* [Requirements]:
Please rewrite the entries from the first line through the line containing "[236,282,694,654]" as a two-column CSV with the headers "input" and "output": one row for each entry, with its text and its answer each in one quoted field and any line breaks turned into spaces. Leave the pictures out.

* [Supplied information]:
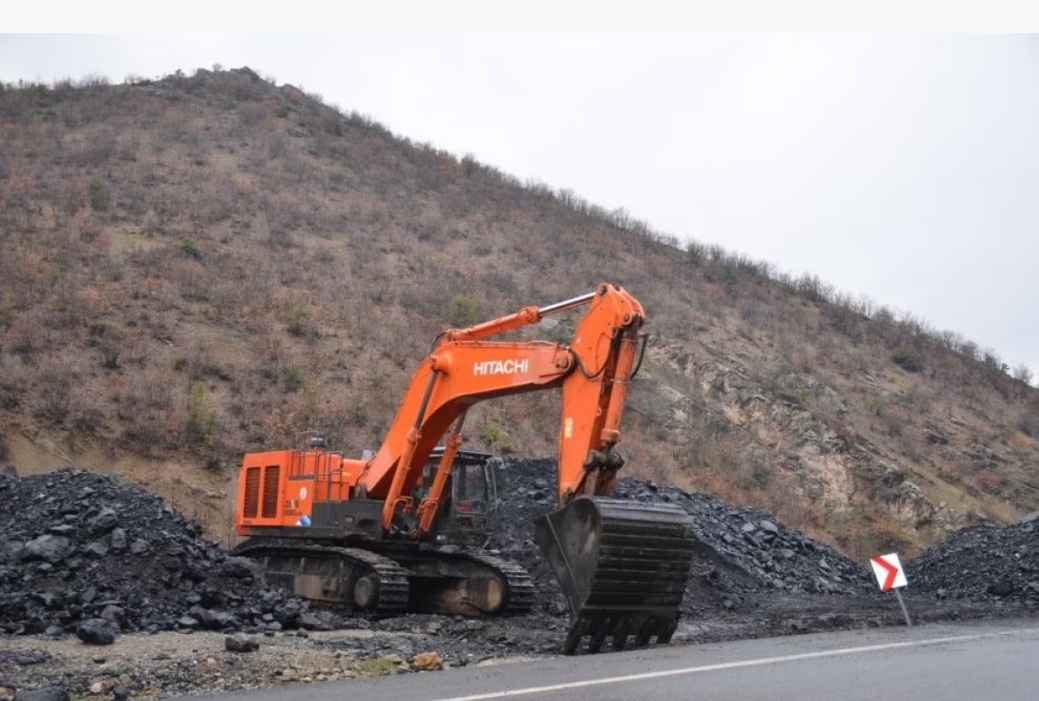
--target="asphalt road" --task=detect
[182,620,1039,701]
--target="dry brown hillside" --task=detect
[0,69,1039,557]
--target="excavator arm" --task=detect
[359,282,645,538]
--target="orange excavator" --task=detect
[236,282,694,654]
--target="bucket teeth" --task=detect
[534,496,695,654]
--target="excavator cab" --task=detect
[417,447,502,547]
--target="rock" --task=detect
[411,652,444,672]
[101,603,126,627]
[24,534,72,564]
[15,686,69,701]
[86,507,119,538]
[223,633,260,652]
[111,529,127,552]
[76,618,115,645]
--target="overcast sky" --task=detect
[0,34,1039,375]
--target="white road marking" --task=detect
[428,628,1039,701]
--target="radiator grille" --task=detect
[242,467,260,518]
[260,465,282,518]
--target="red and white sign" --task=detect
[870,552,909,592]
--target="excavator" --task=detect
[235,282,695,654]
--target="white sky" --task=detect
[0,19,1039,375]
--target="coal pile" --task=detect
[0,468,331,644]
[905,520,1039,605]
[491,459,876,615]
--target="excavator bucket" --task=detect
[534,496,695,654]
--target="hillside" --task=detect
[0,69,1039,558]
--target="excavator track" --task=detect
[234,538,410,617]
[392,545,534,616]
[457,552,534,615]
[234,538,534,617]
[535,497,695,654]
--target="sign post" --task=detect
[870,552,912,625]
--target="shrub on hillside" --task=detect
[891,348,924,373]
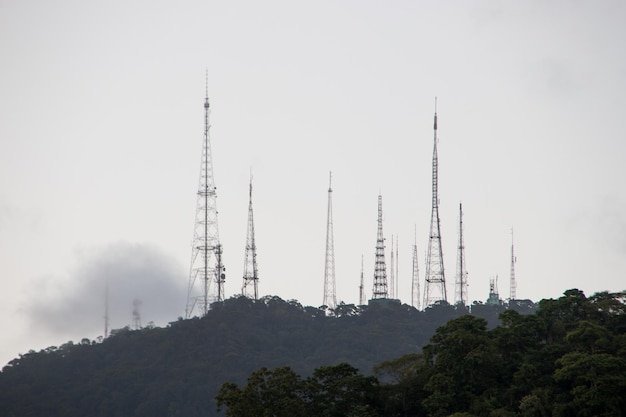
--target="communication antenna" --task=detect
[454,203,469,306]
[185,71,226,318]
[411,228,420,310]
[104,274,109,339]
[359,255,365,306]
[372,194,388,300]
[393,235,400,299]
[241,173,259,300]
[389,235,396,298]
[133,298,141,330]
[424,97,448,307]
[509,228,517,301]
[323,172,337,309]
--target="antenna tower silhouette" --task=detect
[133,298,141,330]
[424,98,448,307]
[359,255,365,306]
[185,75,226,318]
[389,235,396,298]
[323,172,337,309]
[241,175,259,300]
[509,229,517,301]
[454,203,469,306]
[393,235,400,299]
[372,194,388,300]
[411,231,420,310]
[104,274,109,339]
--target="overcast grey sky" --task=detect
[0,0,626,364]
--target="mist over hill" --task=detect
[15,296,623,416]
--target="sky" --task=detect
[0,0,626,366]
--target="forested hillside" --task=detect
[0,297,544,417]
[217,290,626,417]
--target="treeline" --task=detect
[0,296,533,417]
[217,290,626,417]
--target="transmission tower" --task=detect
[185,80,226,318]
[241,175,259,300]
[372,195,388,299]
[411,228,420,310]
[454,203,469,306]
[104,274,109,339]
[359,255,365,306]
[323,172,337,309]
[509,229,517,301]
[424,99,448,307]
[393,235,400,299]
[389,235,396,298]
[133,298,141,330]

* [Completed task]:
input,output
"--target=""asphalt road"" --task=detect","[182,620,1039,701]"
"--target=""dry brown hillside"" --task=detect","[0,69,1039,557]"
"--target=""excavator arm"" --task=detect","[359,282,645,538]"
"--target=""orange excavator"" --task=detect","[236,282,694,654]"